* Your goal *
Could you restate exactly the lines that begin at the line with "the woman's hand" and end at the final line of the data?

── Material for this task ──

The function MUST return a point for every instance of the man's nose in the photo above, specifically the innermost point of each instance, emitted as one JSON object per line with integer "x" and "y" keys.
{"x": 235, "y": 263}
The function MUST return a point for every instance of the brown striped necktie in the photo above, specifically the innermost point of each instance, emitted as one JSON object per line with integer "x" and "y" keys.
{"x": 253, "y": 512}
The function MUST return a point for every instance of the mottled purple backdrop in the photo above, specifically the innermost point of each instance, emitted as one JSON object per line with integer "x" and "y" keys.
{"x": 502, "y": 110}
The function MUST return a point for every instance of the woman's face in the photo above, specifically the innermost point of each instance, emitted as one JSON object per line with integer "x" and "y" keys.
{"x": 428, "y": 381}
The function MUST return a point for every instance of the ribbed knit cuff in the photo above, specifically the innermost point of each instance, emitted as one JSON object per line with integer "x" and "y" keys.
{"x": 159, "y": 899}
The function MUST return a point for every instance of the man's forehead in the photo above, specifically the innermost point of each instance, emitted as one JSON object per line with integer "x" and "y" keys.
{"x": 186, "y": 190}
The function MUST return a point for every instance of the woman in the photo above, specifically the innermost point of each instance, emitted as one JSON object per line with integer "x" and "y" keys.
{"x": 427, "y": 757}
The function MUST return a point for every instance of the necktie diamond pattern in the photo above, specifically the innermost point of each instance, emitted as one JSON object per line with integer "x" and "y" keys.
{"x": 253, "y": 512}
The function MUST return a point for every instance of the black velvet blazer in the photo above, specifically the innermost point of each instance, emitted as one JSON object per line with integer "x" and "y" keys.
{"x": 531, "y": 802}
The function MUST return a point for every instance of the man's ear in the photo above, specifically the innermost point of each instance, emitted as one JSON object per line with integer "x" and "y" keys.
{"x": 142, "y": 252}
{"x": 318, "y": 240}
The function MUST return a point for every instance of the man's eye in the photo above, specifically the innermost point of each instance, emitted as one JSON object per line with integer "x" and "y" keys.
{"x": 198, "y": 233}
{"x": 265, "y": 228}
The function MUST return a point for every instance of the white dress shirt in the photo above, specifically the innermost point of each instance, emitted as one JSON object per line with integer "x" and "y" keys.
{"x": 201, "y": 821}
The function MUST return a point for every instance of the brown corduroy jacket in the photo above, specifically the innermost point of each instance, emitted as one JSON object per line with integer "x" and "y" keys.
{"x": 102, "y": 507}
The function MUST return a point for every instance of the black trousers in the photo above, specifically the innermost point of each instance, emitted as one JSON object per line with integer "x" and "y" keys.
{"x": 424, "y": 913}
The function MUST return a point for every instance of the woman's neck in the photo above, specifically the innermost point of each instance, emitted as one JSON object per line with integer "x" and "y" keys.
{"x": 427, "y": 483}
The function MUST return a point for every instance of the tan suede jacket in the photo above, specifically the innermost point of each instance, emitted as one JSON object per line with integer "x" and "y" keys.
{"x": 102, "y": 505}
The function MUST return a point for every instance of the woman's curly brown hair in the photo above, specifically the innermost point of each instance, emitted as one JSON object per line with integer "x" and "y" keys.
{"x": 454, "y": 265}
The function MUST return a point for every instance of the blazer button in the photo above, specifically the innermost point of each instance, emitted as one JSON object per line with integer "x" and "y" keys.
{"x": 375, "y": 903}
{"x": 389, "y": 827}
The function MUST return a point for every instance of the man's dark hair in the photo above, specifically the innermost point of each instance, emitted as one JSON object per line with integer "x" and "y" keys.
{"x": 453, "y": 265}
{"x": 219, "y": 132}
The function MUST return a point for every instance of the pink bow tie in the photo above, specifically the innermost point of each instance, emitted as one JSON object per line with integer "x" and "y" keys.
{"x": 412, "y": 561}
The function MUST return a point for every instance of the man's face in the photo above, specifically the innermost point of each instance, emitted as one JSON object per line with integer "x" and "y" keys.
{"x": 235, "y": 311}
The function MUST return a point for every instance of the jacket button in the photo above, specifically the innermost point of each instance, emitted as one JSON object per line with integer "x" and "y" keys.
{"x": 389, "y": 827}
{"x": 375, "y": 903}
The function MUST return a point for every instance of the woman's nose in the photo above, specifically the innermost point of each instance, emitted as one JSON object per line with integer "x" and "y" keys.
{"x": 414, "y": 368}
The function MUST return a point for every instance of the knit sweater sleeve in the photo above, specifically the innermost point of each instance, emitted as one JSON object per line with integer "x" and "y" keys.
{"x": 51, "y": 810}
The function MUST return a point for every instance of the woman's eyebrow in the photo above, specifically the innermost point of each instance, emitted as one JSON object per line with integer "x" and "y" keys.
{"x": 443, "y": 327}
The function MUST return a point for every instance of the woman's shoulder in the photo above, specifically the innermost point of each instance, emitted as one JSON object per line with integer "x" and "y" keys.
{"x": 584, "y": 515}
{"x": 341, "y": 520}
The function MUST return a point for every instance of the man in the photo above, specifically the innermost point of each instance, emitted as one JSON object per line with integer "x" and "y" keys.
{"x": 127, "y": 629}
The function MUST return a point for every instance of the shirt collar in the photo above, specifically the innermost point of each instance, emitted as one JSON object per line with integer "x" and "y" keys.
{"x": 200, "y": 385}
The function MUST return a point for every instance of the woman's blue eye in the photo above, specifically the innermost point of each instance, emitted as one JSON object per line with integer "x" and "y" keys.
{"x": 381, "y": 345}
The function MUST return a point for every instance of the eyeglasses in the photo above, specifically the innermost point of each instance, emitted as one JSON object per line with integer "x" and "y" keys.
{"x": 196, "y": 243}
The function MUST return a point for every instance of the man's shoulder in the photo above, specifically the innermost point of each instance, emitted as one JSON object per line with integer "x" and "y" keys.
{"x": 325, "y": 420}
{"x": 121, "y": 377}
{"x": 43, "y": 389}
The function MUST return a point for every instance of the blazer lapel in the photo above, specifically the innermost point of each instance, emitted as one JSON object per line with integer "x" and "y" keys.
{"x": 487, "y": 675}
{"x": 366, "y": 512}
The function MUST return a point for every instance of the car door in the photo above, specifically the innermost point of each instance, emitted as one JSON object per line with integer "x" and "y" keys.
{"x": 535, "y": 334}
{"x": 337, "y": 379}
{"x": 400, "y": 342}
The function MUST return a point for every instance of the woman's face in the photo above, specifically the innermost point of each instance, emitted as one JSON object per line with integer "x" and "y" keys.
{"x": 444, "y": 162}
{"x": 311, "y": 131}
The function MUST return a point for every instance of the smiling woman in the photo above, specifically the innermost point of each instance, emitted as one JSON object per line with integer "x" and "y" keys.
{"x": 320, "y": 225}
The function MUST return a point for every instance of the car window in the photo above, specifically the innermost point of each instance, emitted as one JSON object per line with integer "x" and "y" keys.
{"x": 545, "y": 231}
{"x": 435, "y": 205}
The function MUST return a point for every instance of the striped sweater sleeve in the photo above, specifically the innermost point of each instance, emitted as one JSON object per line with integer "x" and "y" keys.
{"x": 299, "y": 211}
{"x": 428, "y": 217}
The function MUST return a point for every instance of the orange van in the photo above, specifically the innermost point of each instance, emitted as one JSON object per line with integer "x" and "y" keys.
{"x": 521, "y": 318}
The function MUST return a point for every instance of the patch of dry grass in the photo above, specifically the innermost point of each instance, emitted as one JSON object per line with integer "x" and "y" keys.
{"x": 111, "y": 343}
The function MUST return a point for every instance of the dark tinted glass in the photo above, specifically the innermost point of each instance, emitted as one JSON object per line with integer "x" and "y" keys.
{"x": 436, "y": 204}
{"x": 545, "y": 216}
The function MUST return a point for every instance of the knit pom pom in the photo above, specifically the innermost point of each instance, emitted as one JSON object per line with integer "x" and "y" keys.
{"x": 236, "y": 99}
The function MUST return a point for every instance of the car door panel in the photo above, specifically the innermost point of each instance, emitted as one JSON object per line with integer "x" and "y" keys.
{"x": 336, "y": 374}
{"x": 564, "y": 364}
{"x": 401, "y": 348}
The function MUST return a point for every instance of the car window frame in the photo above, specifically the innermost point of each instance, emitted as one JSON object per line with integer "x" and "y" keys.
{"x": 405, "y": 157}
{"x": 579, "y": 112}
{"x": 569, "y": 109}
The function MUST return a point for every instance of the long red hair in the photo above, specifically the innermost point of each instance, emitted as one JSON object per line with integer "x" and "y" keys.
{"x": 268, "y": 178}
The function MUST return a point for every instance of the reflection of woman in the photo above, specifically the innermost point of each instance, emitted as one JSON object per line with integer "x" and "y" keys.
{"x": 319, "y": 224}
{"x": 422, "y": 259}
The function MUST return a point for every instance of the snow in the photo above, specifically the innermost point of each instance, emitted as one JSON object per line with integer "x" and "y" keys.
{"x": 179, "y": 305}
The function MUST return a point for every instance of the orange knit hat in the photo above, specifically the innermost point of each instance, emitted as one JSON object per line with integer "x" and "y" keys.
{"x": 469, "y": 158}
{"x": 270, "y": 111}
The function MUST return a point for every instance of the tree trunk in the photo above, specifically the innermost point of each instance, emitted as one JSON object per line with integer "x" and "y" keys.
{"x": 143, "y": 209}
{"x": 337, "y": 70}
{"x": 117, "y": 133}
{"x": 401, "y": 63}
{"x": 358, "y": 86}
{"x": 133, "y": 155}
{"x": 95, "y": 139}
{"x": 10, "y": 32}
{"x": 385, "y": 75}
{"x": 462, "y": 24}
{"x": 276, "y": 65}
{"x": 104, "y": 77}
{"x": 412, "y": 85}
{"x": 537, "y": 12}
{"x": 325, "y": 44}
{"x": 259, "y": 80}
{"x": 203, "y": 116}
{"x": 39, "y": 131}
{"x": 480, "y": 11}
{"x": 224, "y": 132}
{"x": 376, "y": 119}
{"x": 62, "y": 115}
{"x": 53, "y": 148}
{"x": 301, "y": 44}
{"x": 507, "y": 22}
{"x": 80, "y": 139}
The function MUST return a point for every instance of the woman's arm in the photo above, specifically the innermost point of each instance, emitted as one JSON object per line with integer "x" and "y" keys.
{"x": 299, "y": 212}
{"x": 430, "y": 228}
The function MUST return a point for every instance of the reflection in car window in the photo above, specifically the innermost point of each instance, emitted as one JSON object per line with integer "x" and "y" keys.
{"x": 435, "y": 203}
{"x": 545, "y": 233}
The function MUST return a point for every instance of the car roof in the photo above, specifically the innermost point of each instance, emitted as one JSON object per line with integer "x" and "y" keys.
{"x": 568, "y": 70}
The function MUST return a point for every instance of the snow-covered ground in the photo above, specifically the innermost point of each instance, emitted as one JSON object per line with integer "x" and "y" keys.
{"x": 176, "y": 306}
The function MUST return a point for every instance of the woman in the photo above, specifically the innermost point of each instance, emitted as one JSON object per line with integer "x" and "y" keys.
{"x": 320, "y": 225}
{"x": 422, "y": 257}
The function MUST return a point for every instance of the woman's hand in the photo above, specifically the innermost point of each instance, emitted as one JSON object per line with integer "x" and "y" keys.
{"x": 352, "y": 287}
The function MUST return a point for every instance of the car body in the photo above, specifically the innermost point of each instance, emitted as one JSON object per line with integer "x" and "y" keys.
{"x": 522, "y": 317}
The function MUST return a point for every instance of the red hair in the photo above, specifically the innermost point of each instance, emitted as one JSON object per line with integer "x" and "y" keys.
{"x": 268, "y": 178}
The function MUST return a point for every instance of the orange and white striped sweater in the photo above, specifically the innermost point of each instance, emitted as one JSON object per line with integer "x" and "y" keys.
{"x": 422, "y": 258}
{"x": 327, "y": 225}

───

* Output *
The function MUST return a point for every instance of the woman's hand in the photo above, specifically the innermost point of each instance, emitted as one JSON object per line with integer "x" and "y" keys.
{"x": 352, "y": 287}
The function MUST return a point for every instance of the car body in the photo above, specifically the innermost point of each instance, emitted as one JSON object per line with integer "x" and "y" keys.
{"x": 522, "y": 317}
The function MUST return a point for every instance of the red hair in the photo above, specifically the innermost point of each instance, emitted as one JSON object per line with integer "x" and "y" keys.
{"x": 268, "y": 178}
The function MUST return a point for every instance of the orange and white striped sweater in the photo above, specifically the innermost point of each instance, emitted as one JSON object per line with integer "x" and "y" keys.
{"x": 422, "y": 258}
{"x": 327, "y": 225}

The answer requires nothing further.